# [TEXTO DE LEITURA]
%%

Descrição de chapéu Venezuela

Candidato opositor à Presidência da Venezuela prega voto e conciliação

Ex-militar que deixou o chavismo, Henri Falcón afirma que abstenção não é a saída

O candidato a presidente da Venezuela, Henri Falcon, durante evento em Caracas
O candidato a presidente da Venezuela, Henri Falcon, durante evento em Caracas - Carlos Garcia Rawlins - 23.abr.2018/Reuters
Caracas

A Venezuela terá eleições presidenciais em 20 de maio, mas os líderes opositores —Henrique Capriles, María Corina Machado, Leopoldo López e Freddy Guevara— estão fora de combate.

Alguns tiveram seus direitos políticos cassados, outros, fora do país, e há quem não queira participar por medo de fraudes que reelejam o ditador Nicolás Maduro, 55.

Vários países denunciam o pleito, que não terá observadores internacionais independentes. Pairam suspeitas de manipulação, como nas votações para os membros da Assembleia Constituinte, governadores e prefeitos em 2017.

%%

# [LINHAS FORNECIDAS]
%%

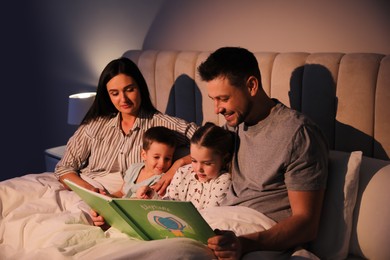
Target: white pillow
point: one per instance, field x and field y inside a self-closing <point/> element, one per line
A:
<point x="340" y="199"/>
<point x="240" y="219"/>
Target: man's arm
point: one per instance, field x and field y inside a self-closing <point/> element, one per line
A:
<point x="301" y="227"/>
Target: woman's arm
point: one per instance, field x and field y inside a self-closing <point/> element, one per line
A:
<point x="74" y="177"/>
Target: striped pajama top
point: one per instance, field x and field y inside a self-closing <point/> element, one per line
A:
<point x="104" y="148"/>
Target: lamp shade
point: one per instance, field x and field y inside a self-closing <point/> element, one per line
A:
<point x="78" y="106"/>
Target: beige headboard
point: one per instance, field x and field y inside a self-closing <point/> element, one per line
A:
<point x="347" y="95"/>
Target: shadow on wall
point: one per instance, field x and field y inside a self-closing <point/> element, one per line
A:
<point x="185" y="100"/>
<point x="313" y="92"/>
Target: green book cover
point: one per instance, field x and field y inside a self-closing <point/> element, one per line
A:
<point x="148" y="219"/>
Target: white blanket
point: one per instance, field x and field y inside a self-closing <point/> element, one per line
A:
<point x="41" y="220"/>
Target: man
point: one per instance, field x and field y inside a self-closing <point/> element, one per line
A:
<point x="280" y="163"/>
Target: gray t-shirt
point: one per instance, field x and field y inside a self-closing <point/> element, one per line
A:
<point x="285" y="151"/>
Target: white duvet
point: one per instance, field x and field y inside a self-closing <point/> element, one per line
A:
<point x="39" y="219"/>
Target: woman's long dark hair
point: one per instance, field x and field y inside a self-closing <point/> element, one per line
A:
<point x="102" y="105"/>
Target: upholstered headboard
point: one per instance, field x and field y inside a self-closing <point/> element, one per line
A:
<point x="347" y="95"/>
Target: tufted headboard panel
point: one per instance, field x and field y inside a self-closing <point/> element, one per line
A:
<point x="347" y="95"/>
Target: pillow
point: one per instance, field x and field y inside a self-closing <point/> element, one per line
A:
<point x="240" y="219"/>
<point x="373" y="226"/>
<point x="334" y="234"/>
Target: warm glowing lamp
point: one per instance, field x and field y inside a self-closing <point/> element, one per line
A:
<point x="78" y="106"/>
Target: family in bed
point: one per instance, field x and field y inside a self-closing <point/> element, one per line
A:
<point x="266" y="157"/>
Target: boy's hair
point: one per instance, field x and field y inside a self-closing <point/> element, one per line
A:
<point x="220" y="140"/>
<point x="159" y="134"/>
<point x="234" y="63"/>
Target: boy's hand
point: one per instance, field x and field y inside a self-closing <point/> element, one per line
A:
<point x="98" y="220"/>
<point x="145" y="192"/>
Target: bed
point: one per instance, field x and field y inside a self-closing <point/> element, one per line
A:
<point x="41" y="220"/>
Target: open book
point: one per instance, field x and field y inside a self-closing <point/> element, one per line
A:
<point x="148" y="219"/>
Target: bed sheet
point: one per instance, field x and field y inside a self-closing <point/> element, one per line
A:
<point x="40" y="219"/>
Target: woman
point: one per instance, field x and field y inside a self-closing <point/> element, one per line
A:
<point x="109" y="139"/>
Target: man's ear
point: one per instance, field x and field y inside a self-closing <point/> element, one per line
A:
<point x="253" y="85"/>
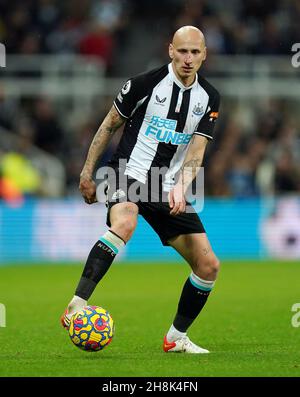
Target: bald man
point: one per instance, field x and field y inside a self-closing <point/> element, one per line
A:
<point x="168" y="115"/>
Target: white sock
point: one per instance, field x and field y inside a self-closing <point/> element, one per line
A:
<point x="173" y="334"/>
<point x="76" y="305"/>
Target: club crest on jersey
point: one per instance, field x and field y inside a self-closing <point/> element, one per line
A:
<point x="126" y="87"/>
<point x="159" y="101"/>
<point x="198" y="110"/>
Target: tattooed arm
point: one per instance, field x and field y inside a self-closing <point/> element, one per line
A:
<point x="189" y="170"/>
<point x="109" y="126"/>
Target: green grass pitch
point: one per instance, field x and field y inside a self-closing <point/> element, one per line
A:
<point x="246" y="323"/>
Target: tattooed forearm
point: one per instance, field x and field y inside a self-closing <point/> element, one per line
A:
<point x="111" y="123"/>
<point x="193" y="161"/>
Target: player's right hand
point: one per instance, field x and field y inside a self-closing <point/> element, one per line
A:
<point x="87" y="188"/>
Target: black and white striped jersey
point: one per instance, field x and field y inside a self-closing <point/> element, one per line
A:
<point x="162" y="115"/>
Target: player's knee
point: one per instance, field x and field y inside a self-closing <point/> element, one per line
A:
<point x="125" y="227"/>
<point x="209" y="268"/>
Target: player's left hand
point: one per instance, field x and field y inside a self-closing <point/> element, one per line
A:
<point x="177" y="200"/>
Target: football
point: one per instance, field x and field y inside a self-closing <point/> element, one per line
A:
<point x="91" y="329"/>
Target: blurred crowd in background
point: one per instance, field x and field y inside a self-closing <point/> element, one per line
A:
<point x="260" y="157"/>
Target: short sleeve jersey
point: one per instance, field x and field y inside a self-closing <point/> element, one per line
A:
<point x="162" y="115"/>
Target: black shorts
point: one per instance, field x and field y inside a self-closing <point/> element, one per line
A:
<point x="155" y="209"/>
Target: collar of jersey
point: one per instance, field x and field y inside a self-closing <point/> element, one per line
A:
<point x="178" y="82"/>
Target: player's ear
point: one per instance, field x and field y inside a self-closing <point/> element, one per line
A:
<point x="171" y="51"/>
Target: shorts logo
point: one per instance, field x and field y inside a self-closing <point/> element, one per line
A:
<point x="160" y="101"/>
<point x="126" y="87"/>
<point x="198" y="110"/>
<point x="213" y="116"/>
<point x="118" y="194"/>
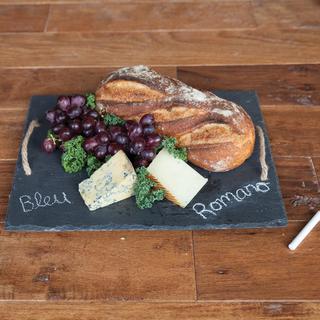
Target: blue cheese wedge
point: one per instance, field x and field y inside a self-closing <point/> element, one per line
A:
<point x="111" y="183"/>
<point x="180" y="182"/>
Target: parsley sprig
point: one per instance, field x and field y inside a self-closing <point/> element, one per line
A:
<point x="144" y="189"/>
<point x="112" y="120"/>
<point x="74" y="156"/>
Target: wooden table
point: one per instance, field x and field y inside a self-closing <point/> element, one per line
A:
<point x="49" y="46"/>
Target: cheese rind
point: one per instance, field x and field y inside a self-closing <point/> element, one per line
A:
<point x="180" y="181"/>
<point x="111" y="183"/>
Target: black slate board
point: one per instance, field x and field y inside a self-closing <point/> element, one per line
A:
<point x="245" y="202"/>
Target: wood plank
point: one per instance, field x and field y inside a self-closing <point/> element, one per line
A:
<point x="120" y="265"/>
<point x="11" y="128"/>
<point x="293" y="130"/>
<point x="250" y="47"/>
<point x="20" y="84"/>
<point x="163" y="311"/>
<point x="128" y="17"/>
<point x="256" y="264"/>
<point x="288" y="13"/>
<point x="275" y="84"/>
<point x="23" y="18"/>
<point x="297" y="177"/>
<point x="316" y="166"/>
<point x="7" y="169"/>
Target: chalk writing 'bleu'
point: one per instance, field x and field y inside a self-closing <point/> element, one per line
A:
<point x="29" y="203"/>
<point x="223" y="201"/>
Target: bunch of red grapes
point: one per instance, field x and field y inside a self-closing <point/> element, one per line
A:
<point x="71" y="117"/>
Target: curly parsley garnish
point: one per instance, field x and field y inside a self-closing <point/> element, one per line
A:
<point x="170" y="144"/>
<point x="111" y="120"/>
<point x="144" y="189"/>
<point x="74" y="156"/>
<point x="91" y="100"/>
<point x="93" y="164"/>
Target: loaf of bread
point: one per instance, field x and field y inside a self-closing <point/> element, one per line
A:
<point x="218" y="134"/>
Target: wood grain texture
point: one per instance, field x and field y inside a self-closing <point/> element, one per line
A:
<point x="19" y="85"/>
<point x="97" y="266"/>
<point x="128" y="17"/>
<point x="247" y="264"/>
<point x="293" y="130"/>
<point x="297" y="177"/>
<point x="263" y="46"/>
<point x="316" y="166"/>
<point x="288" y="13"/>
<point x="159" y="311"/>
<point x="277" y="85"/>
<point x="7" y="169"/>
<point x="11" y="128"/>
<point x="26" y="18"/>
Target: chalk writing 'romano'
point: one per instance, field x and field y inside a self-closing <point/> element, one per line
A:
<point x="37" y="201"/>
<point x="223" y="201"/>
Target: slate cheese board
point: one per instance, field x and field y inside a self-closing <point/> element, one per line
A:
<point x="48" y="200"/>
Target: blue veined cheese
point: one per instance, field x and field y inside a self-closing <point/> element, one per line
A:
<point x="111" y="183"/>
<point x="180" y="182"/>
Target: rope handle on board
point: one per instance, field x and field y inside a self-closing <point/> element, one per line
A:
<point x="262" y="156"/>
<point x="24" y="149"/>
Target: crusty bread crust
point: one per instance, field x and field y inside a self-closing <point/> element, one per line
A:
<point x="218" y="134"/>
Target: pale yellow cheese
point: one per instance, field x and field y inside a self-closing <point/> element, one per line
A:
<point x="111" y="183"/>
<point x="180" y="181"/>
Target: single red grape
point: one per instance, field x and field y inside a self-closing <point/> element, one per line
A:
<point x="76" y="126"/>
<point x="138" y="145"/>
<point x="135" y="131"/>
<point x="147" y="119"/>
<point x="131" y="150"/>
<point x="122" y="139"/>
<point x="63" y="103"/>
<point x="100" y="126"/>
<point x="88" y="123"/>
<point x="78" y="101"/>
<point x="74" y="112"/>
<point x="114" y="131"/>
<point x="60" y="116"/>
<point x="148" y="129"/>
<point x="48" y="145"/>
<point x="100" y="151"/>
<point x="103" y="137"/>
<point x="129" y="124"/>
<point x="50" y="116"/>
<point x="65" y="134"/>
<point x="89" y="144"/>
<point x="148" y="154"/>
<point x="88" y="133"/>
<point x="56" y="129"/>
<point x="113" y="148"/>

%%

Escreva a continuação da reportagem sobre a eleição presidencial na Venezuela, começando logo após a última frase.

Ainda assim, Henri Falcón, 56, um ex-militar dissidente do chavismo e hoje no partido Avanço Progressista, afirma que a abstenção não é a saída.

Falcón, que lidera as pesquisas com 41,4%, contra 34,3% de Maduro (Datanálisis), concedeu entrevista à Folha em seu comitê, em Caracas.

Sua candidatura selou a cisão da coalizão Mesa da Unidade Democrática (MUD), abalada desde o fim dos protestos de 2017.

Os partidos que não se uniram a Falcón, incluindo o Primeiro Justiça e Vontade Popular, articuladores dos atos, formaram em março, com movimentos de direita e ex-chavistas, a Frente Ampla Venezuela Livre, que defende a pressão pela saída de Maduro. Até o momento, porém, a adesão popular foi reduzida.

 

Por que o sr. quer ser presidente da Venezuela?

Quero uma transformação que melhore as condições de vida. Na Venezuela, hoje, nada funciona. O governo perdeu o controle, há distorções na economia e desequilíbrio social.

A Venezuela hoje é o país que tem as maiores evasões escolar e universitária da América Latina. E é grave o problema da fome, ligado à queda do aparato produtivo e à perseguição do governo contra a iniciativa privada.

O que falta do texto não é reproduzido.